_Set exercise_
Exclude images, then output the remaining data verbatim.

━━━━━━━━━━━━━━━━

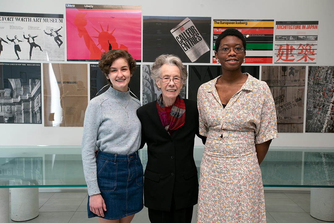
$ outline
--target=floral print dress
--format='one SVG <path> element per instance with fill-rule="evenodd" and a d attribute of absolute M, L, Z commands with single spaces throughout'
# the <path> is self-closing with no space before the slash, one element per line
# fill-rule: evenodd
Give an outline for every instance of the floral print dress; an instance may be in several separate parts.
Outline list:
<path fill-rule="evenodd" d="M 198 89 L 199 133 L 207 136 L 201 163 L 198 223 L 266 222 L 255 144 L 278 137 L 276 111 L 267 84 L 248 77 L 225 108 L 215 85 Z"/>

━━━━━━━━━━━━━━━━

_Right answer_
$ outline
--target=floral print dress
--format='one SVG <path> element per instance with fill-rule="evenodd" and a d attribute of absolute M, L, Z commands with single spaces throughout'
# the <path> is self-closing with no space before the slash, one element per line
# fill-rule: evenodd
Give an outline for every instance of the floral print dress; an instance may be in several separate parts.
Outline list:
<path fill-rule="evenodd" d="M 198 89 L 199 133 L 207 136 L 201 163 L 198 223 L 266 222 L 255 144 L 278 137 L 276 111 L 267 84 L 248 77 L 225 108 L 215 85 Z"/>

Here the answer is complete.